# DIY Funfetti - something ain't right...



## PsyCLown (23/12/16)

Hey all,

So with @DizZa from The Flavour Mill bringing in some of the No Fly list juices such as *Sugar Cookie V1*, I decided to finally give Funfetti a try and mix up a batch as everyone said Sugar Cookie V1 is a must for the Funfetti recipe.

Aaaand so I did. Mixed it on the 15th December exactly according to the recipe here: http://diyordievaping.com/2015/08/26/lets-mix-funfetti/

I used syringes so I was pretty darn accurate in terms of my percentages.
Tried it as a shake n vape, nope, then left it alone for 5 days as per the recommended steep time.
Tried it again and still nope, WTF is going on here. Tastes nothing like the Funfetti I tried previously - which was superb! Without a doubt a strong cakey taste and vanilla.

My mixture taste like biscuit, perhaps even burnt biscuit. 

I even made another batch on the 16th and tried that 2 days ago and the same thing - so no ways I got the percentages incorrect. I am wondering how burnt biscuit steeps into a lovely, fluffy vanilla sponge cake? Along with the recommended steep time of 4 or 5 days, I am unsure what is going on here and am looking for a bit of advice.

Does it just need to steep for longer or am I going crazy?

Thanks!
Psy

Reactions: Can relate 1 | Informative 2


----------



## RichJB (23/12/16)

Hmmmm. I have never used the premix nor SC1 and mine was fantabulous with SC2. That was with a long steep of around five weeks, though. Maybe give it some more time and see how it develops.

Reactions: Like 1 | Agree 1 | Thanks 1


----------



## Strontium (23/12/16)

Maybe you vaped at a too high temperature and burnt the cake.

Reactions: Funny 8


----------



## Clouds4Days (23/12/16)

## Set problem
Rewrite the Funfetti thread from "Aaaand so I" up to and including "recommended steep time.", replacing "syringes" with "pipettes".

## Excerpted records
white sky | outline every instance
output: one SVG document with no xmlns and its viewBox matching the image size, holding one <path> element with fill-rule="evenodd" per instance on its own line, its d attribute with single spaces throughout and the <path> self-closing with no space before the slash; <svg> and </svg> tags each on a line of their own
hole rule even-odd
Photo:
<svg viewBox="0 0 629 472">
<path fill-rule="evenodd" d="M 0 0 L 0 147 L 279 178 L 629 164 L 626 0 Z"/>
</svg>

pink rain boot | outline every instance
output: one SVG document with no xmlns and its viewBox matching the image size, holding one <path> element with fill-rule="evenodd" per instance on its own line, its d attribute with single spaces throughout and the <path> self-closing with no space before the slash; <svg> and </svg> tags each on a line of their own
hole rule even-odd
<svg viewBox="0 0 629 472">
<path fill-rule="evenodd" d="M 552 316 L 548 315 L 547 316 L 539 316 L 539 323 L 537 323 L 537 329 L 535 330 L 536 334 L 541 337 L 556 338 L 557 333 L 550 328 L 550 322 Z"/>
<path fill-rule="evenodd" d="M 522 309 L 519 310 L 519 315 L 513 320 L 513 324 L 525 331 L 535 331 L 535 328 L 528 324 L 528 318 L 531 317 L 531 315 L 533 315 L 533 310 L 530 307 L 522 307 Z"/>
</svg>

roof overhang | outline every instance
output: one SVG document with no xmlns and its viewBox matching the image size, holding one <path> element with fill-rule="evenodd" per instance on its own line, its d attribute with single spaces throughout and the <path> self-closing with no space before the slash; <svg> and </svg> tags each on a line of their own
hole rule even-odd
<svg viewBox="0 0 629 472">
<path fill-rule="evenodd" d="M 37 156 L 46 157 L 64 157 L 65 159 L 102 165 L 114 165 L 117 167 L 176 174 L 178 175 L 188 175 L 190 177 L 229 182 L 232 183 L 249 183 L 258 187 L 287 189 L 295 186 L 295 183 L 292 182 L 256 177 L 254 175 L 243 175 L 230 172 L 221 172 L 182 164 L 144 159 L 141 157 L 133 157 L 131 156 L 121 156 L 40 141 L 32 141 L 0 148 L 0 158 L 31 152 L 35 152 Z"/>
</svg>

## Result of the task
Aaaand so I did. Mixed it on the 15th December exactly according to the recipe here: http://diyordievaping.com/2015/08/26/lets-mix-funfetti/

I used pipettes so I was pretty darn accurate in terms of my percentages.
Tried it as a shake n vape, nope, then left it alone for 5 days as per the recommended steep time.